— Passage —
________________________________________

Background Early axial spondyloarthritis may resolve spontaneously, remain undifferentiated, or progress to ankylosing spondylitis or another spondyloarthritis. There are a need for improving the early diagnosis of ankylosing spondylitis (AS) and other spondyloarthritis (SpA).

Objectives To assess the level of agreement between a SpA at baseline and 6 years later in cohort of patients with recent-onset axial spondyloarthritis.

Methods Patients with duration of inflammatory back pain less than 2 years (between 2006 and 2008) were included. Patients followed-up in our department during about 6 years. And in patients who not followed-up in our department physician was contacted by phone to determine the final diagnosis.

Results Diagnosis at baseline and 6 years later was known for 50 patients. At baseline all patients were diagnosed as axial SpA by ESSG, mean age 23.9 years, mean duration IBP 17 month, MRI sacroiliitis - 44% patients, HLA B27 positive were 96% patients, and peripheral arthritis/enthesitis have 28% patients. Mean follow-up was 5.9 years, and in the end of 2013 year 56% patients have AS; 20% patients have nr-axSpA (ASAS2009): 1 patient associated with psoriasis, 1 patients associated with IBD; 4% patients have peripheral SpA (ASAS 2012), 20% patients were healthy or have full remission. At baseline rise erythrocyte sedimentation rate (ESR) observed more frequently in patients with outcome to AS. Sacroiliitis is seen on MRI was a good predictor of future AS (likelihood ratio [LR] 3,0; specificity 67,6%) but not HLA–B27 positivity (LR 1,0; specificity 6,7%)

Conclusions Only 56% nr-axSpA patients became AS after 6 years follow-up. MRI sacroiliitis and high erythrocyte sedimentation rate were predictors of future ankylosing spondylitis.

________________________________________

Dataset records
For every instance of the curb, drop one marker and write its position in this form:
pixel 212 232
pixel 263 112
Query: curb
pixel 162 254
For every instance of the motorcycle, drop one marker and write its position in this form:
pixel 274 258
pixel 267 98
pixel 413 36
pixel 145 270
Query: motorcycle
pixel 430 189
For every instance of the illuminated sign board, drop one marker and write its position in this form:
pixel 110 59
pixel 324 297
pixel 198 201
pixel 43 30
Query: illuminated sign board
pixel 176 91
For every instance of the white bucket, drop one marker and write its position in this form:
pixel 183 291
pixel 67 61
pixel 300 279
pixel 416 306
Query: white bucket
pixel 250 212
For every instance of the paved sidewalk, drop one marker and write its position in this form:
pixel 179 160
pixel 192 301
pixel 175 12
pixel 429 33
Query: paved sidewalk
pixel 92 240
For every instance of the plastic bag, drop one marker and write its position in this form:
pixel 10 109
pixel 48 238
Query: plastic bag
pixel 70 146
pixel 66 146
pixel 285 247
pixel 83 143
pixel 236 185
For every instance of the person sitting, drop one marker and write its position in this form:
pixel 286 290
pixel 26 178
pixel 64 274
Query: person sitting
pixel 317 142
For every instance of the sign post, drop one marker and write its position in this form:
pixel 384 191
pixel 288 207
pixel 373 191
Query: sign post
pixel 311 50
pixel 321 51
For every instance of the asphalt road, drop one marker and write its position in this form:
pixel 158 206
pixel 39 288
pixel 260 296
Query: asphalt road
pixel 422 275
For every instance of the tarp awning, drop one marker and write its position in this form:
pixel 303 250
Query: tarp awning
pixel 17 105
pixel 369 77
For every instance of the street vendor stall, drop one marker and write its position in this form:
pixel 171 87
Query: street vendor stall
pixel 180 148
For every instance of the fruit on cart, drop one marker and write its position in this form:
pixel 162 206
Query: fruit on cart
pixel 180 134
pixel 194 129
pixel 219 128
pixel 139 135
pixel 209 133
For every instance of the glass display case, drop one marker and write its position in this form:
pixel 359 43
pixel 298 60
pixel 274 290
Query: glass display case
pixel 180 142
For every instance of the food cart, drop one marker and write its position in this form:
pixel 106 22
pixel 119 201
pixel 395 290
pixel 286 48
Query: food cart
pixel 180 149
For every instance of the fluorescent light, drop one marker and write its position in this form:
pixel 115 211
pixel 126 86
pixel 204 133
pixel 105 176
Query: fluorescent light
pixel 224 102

________________________________________

— Your tasks —
1 - Reproduce the part of the spondyloarthritis abstract between "Background Early axial" and "recent-onset axial spondyloarthritis.", inclusive.
2 - According to the spondyloarthritis abstract, what was the mean follow-up period?
These records are separate material, unrelated to the spondyloarthritis abstract.

— Completed exercise —
1 -
Background Early axial spondyloarthritis may resolve spontaneously, remain undifferentiated, or progress to ankylosing spondylitis or another spondyloarthritis. There are a need for improving the early diagnosis of ankylosing spondylitis (AS) and other spondyloarthritis (SpA).

Objectives To assess the level of agreement between a SpA at baseline and 6 years later in cohort of patients with recent-onset axial spondyloarthritis.

2 - 5.9 years.